• [TRAVAIL DEMANDÉ]: Mettez toutes les lignes ci-dessous sous forme de liste JSON de chaînes, avec une chaîne par ligne et sans les lignes vides.

─── JEU DE DONNÉES ───

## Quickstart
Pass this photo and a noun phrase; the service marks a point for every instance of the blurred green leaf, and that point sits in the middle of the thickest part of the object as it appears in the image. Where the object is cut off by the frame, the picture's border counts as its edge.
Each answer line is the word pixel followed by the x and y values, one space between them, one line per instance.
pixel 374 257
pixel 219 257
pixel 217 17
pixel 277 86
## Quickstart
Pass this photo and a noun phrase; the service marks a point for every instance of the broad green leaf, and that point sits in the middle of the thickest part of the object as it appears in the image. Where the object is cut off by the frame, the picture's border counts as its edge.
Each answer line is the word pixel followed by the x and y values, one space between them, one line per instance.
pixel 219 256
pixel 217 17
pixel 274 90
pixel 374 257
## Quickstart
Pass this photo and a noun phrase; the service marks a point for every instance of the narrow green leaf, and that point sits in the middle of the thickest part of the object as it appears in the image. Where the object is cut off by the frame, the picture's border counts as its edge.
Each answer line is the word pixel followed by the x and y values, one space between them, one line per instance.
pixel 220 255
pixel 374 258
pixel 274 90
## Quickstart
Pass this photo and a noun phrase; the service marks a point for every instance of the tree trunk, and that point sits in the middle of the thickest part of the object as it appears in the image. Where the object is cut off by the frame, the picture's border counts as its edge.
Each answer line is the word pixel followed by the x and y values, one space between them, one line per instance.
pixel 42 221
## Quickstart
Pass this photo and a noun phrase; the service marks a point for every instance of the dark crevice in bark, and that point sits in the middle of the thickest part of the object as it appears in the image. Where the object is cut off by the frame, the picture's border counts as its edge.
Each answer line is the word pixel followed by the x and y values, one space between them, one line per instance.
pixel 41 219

───

• [LE RÉSULTAT]:
[
  "## Quickstart",
  "Pass this photo and a noun phrase; the service marks a point for every instance of the blurred green leaf, and that point sits in the middle of the thickest part of the object as it appears in the image. Where the object is cut off by the frame, the picture's border counts as its edge.",
  "Each answer line is the word pixel followed by the x and y values, one space between them, one line per instance.",
  "pixel 374 257",
  "pixel 219 257",
  "pixel 217 17",
  "pixel 277 86",
  "## Quickstart",
  "Pass this photo and a noun phrase; the service marks a point for every instance of the broad green leaf, and that point sits in the middle of the thickest part of the object as it appears in the image. Where the object is cut off by the frame, the picture's border counts as its edge.",
  "Each answer line is the word pixel followed by the x and y values, one space between them, one line per instance.",
  "pixel 219 256",
  "pixel 217 17",
  "pixel 274 90",
  "pixel 374 257",
  "## Quickstart",
  "Pass this photo and a noun phrase; the service marks a point for every instance of the narrow green leaf, and that point sits in the middle of the thickest part of the object as it appears in the image. Where the object is cut off by the frame, the picture's border counts as its edge.",
  "Each answer line is the word pixel followed by the x and y values, one space between them, one line per instance.",
  "pixel 220 255",
  "pixel 374 258",
  "pixel 274 90",
  "## Quickstart",
  "Pass this photo and a noun phrase; the service marks a point for every instance of the tree trunk, and that point sits in the middle of the thickest part of the object as it appears in the image. Where the object is cut off by the frame, the picture's border counts as its edge.",
  "Each answer line is the word pixel followed by the x and y values, one space between them, one line per instance.",
  "pixel 42 221",
  "## Quickstart",
  "Pass this photo and a noun phrase; the service marks a point for every instance of the dark crevice in bark, and that point sits in the middle of the thickest part of the object as it appears in the image. Where the object is cut off by the frame, the picture's border counts as its edge.",
  "Each answer line is the word pixel followed by the x and y values, one space between them, one line per instance.",
  "pixel 41 219"
]